Document section →

:::

# FCLK 1GHz on Coffee Lake



## Vario (Nov 14, 2018)

Are there any long term issues with running FCLK (System Agent) at 1GHz instead of default 800 MHz? My understanding is it provides slight performance improvement for discrete videocard performance with no downside and that prior Intel ran at 1GHz but from Sky Lake on, the FCLCK was set to only 800.


----------



## infrared (Nov 14, 2018)

I've had it set to 1Ghz on my 6700k permanently since buying it, no issues so far.


----------



## Vario (Nov 15, 2018)

infrared said:


> I've had it set to 1Ghz on my 6700k permanently since buying it, no issues so far.


Did you need any additional VCCSA voltage?


----------



## jboydgolfer (Nov 15, 2018)

My 8600k has been on 100 since i built it


----------



## FireFox (Nov 15, 2018)

Vario said:


> from Sky Lake on, the FCLCK was set to only 800.

:::

Direction 1 →
In the thread about FCLK on Coffee Lake, what is the default FCLK frequency that the first post mentions?
Direction 2 →
Write the next part of the FCLK thread, continuing after its final line.

Point labeling records →

:::

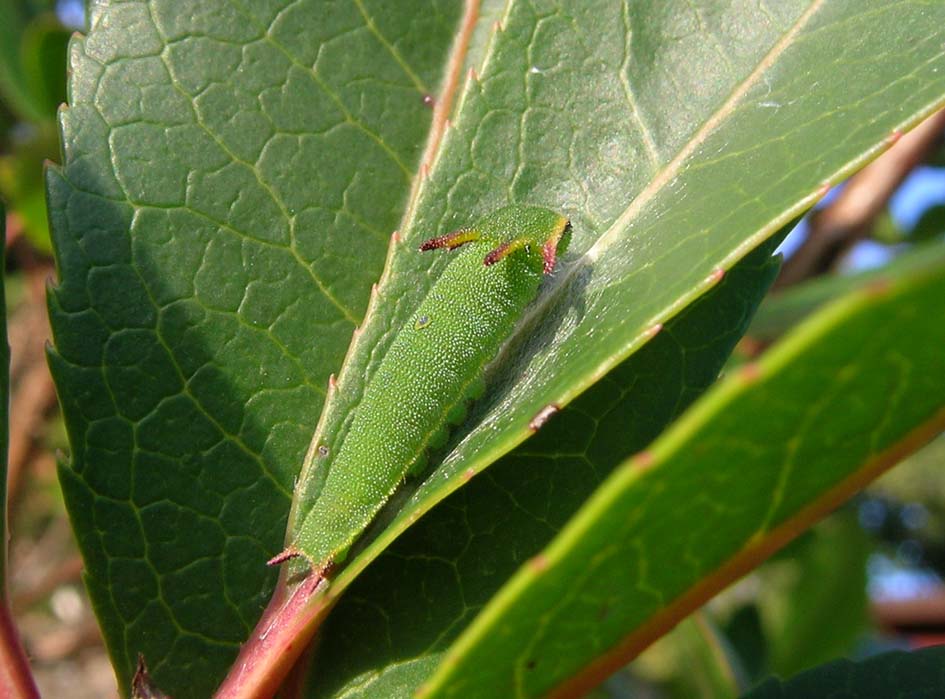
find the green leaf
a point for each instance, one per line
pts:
(898, 675)
(829, 408)
(431, 582)
(16, 679)
(668, 182)
(781, 312)
(930, 225)
(815, 598)
(692, 660)
(232, 176)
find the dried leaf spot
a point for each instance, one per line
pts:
(542, 416)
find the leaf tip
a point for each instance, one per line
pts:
(288, 554)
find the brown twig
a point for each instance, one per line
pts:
(851, 216)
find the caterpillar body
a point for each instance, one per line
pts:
(433, 368)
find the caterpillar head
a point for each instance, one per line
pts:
(535, 230)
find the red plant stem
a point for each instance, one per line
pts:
(283, 632)
(16, 680)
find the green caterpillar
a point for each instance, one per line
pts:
(434, 366)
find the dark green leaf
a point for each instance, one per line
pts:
(897, 675)
(761, 456)
(233, 172)
(429, 585)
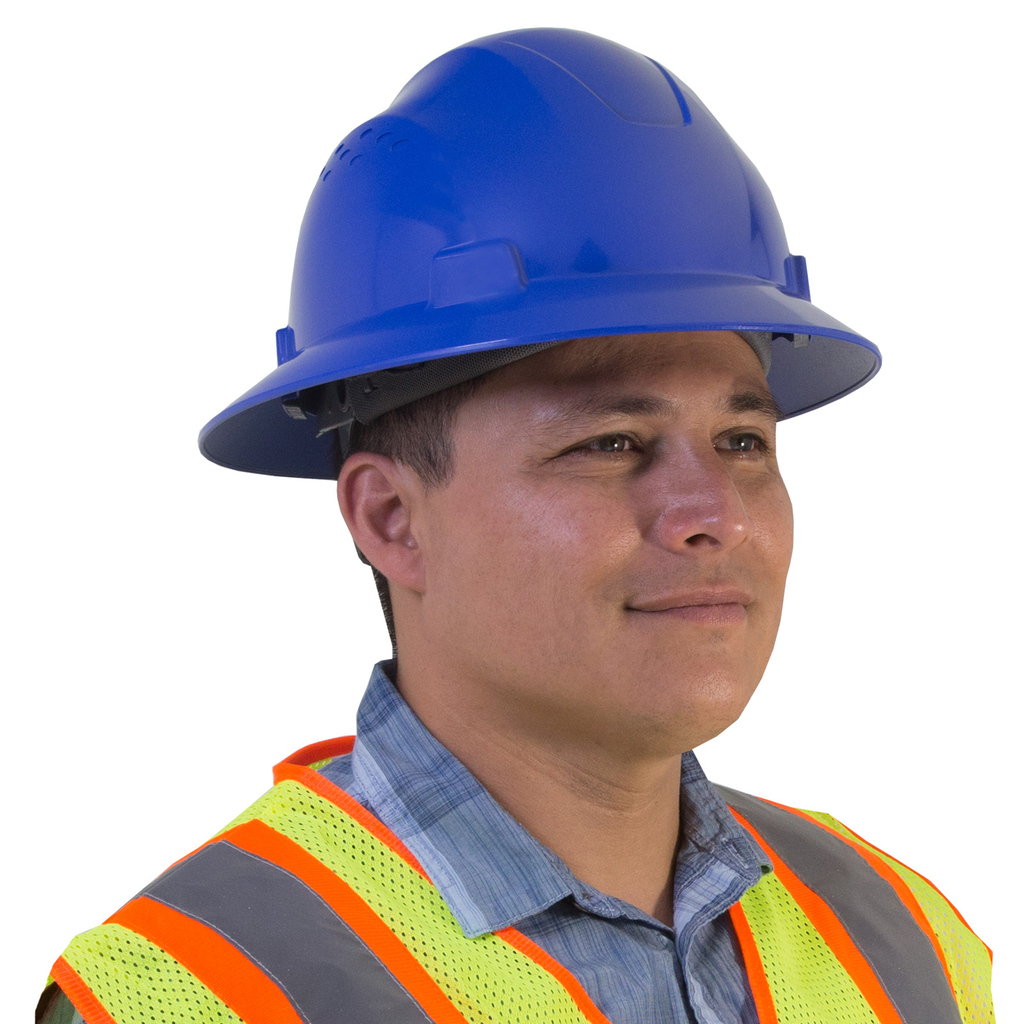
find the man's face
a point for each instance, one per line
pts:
(608, 560)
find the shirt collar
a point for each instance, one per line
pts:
(489, 870)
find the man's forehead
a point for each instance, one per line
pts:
(610, 363)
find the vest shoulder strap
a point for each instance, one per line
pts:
(885, 944)
(304, 904)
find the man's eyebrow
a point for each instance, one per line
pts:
(754, 400)
(597, 406)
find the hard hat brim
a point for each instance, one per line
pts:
(828, 359)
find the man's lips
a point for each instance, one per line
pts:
(714, 606)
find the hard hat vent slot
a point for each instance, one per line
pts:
(346, 150)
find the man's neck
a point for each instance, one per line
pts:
(613, 819)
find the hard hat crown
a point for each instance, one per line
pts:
(531, 186)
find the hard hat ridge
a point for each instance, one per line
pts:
(526, 188)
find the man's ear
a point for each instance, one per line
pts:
(378, 498)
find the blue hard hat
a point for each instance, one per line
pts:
(527, 187)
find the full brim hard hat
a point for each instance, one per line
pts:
(531, 187)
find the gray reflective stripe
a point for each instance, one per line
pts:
(290, 933)
(901, 955)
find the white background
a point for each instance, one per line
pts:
(171, 629)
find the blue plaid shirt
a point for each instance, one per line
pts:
(493, 873)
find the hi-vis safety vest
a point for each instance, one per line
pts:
(306, 909)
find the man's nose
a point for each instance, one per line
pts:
(696, 504)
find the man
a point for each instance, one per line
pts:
(544, 323)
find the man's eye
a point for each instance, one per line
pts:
(743, 442)
(612, 442)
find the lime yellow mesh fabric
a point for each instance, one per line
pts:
(967, 957)
(138, 983)
(487, 980)
(807, 981)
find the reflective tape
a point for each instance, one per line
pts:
(290, 933)
(901, 955)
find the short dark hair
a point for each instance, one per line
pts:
(419, 434)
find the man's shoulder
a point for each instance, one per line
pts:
(840, 882)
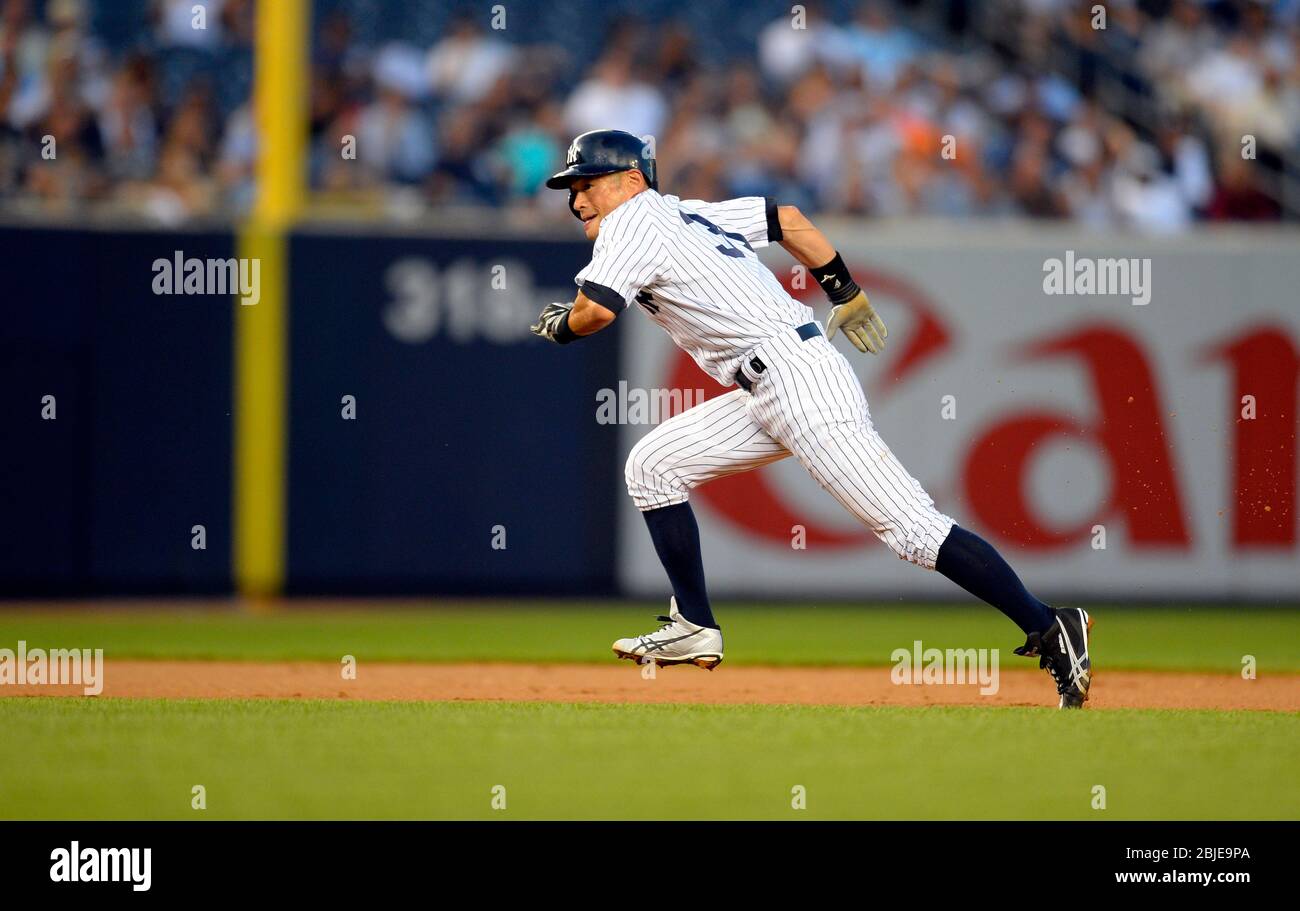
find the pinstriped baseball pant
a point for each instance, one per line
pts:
(807, 403)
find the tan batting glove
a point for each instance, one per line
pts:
(861, 324)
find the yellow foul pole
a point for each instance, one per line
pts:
(261, 369)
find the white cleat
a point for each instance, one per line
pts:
(676, 642)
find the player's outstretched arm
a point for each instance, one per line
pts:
(850, 308)
(567, 322)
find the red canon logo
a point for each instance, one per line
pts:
(1129, 433)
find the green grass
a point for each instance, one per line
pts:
(1166, 638)
(277, 759)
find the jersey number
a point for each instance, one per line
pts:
(724, 247)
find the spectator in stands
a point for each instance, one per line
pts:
(612, 95)
(178, 24)
(467, 64)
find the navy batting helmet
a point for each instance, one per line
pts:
(605, 152)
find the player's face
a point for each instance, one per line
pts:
(597, 196)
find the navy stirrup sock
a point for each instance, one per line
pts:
(976, 565)
(676, 539)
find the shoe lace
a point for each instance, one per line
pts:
(1034, 647)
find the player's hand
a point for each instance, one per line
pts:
(550, 321)
(861, 324)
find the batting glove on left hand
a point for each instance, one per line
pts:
(549, 322)
(861, 324)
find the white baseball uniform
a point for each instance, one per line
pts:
(692, 267)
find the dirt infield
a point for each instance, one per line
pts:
(624, 682)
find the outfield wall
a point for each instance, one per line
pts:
(484, 461)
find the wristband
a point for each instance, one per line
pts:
(563, 334)
(835, 280)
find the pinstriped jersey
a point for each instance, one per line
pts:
(690, 265)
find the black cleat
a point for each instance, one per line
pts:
(1064, 653)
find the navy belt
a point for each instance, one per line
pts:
(755, 364)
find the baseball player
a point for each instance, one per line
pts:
(692, 268)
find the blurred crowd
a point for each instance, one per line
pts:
(1175, 111)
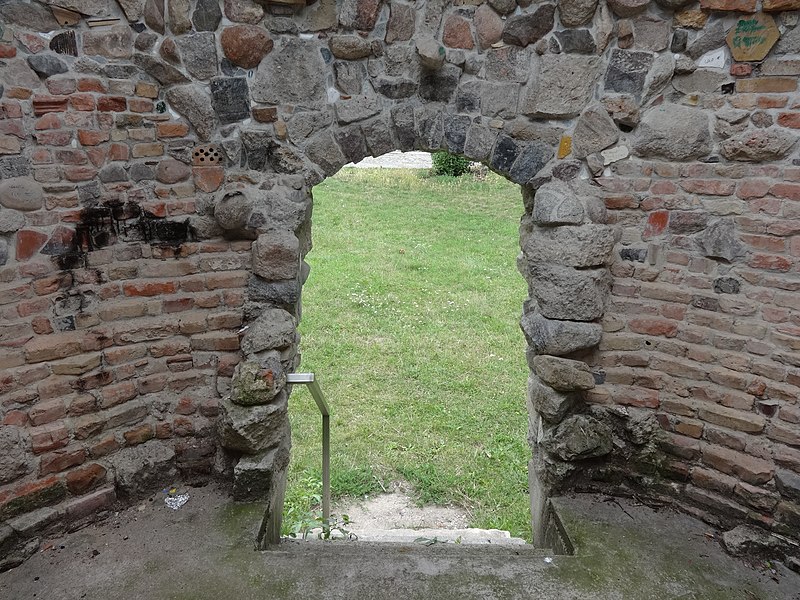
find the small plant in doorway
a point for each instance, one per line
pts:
(448, 164)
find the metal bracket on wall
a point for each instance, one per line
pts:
(309, 380)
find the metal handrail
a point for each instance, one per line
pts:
(310, 381)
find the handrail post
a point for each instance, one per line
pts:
(326, 468)
(309, 380)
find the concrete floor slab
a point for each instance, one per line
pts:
(205, 551)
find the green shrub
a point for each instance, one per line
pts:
(445, 163)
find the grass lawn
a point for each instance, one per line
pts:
(410, 321)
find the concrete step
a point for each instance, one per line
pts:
(426, 536)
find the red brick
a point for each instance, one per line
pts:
(47, 412)
(45, 104)
(29, 242)
(62, 460)
(90, 84)
(748, 468)
(82, 102)
(654, 327)
(656, 224)
(118, 393)
(149, 288)
(790, 191)
(217, 340)
(30, 496)
(49, 437)
(140, 105)
(104, 447)
(92, 138)
(791, 120)
(709, 187)
(48, 121)
(172, 130)
(741, 69)
(769, 262)
(139, 435)
(92, 503)
(85, 478)
(112, 104)
(772, 101)
(766, 85)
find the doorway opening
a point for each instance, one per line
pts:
(410, 321)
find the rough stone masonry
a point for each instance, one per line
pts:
(157, 160)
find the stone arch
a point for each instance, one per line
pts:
(155, 193)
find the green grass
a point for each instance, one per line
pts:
(410, 321)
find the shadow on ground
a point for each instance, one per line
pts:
(205, 550)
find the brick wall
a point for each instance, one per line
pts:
(709, 344)
(110, 334)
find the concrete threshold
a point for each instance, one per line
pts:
(205, 550)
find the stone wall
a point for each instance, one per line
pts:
(157, 159)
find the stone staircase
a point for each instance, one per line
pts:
(427, 536)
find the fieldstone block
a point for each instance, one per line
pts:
(47, 65)
(253, 428)
(550, 404)
(674, 132)
(582, 246)
(576, 41)
(15, 457)
(577, 438)
(651, 33)
(141, 469)
(133, 9)
(402, 21)
(431, 53)
(357, 108)
(233, 211)
(710, 38)
(207, 14)
(627, 71)
(154, 15)
(359, 14)
(256, 477)
(564, 86)
(576, 12)
(760, 145)
(195, 104)
(563, 374)
(293, 74)
(162, 72)
(34, 17)
(21, 193)
(557, 203)
(628, 8)
(557, 338)
(245, 45)
(509, 63)
(230, 98)
(570, 294)
(274, 329)
(594, 131)
(531, 159)
(522, 30)
(258, 382)
(11, 221)
(276, 256)
(199, 52)
(719, 240)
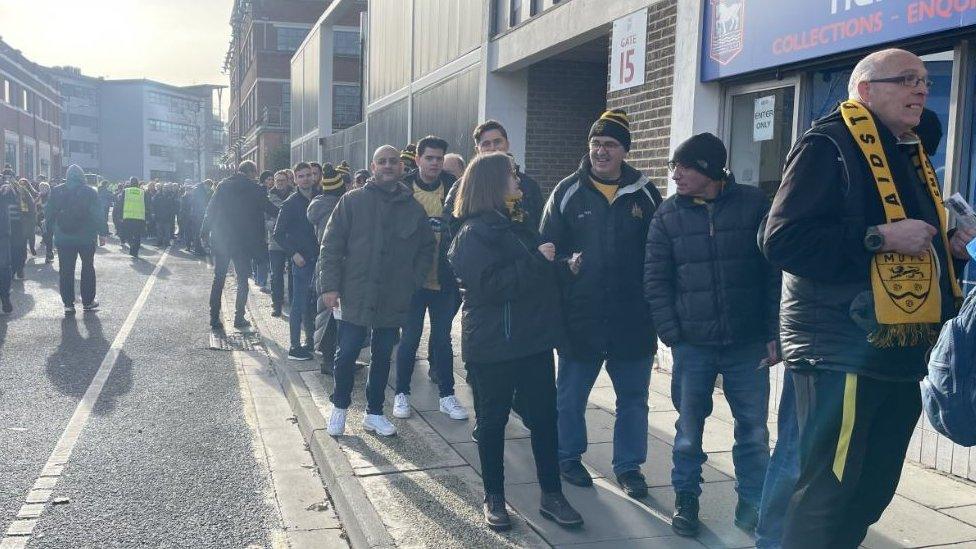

:::

Answer 1 →
800 MHz

Answer 2 →
Some people claim that 800 is the max, mine is and has always been at 1GHz, i don't even look that setting.


----------



## Woomack (Nov 16, 2018)

1GHz works at low bclk, once you start setting higher bclk then you will see instability or PC won't boot at all. There is some range of working frequency. This is also why there is 800MHz and 400MHz option on overclocking series motherboards. Typical is 800MHz.
On Coffee Lake SA voltage can stay at default at lower memory clock. You will need to set it higher at above 3200 but it depends on the IMC.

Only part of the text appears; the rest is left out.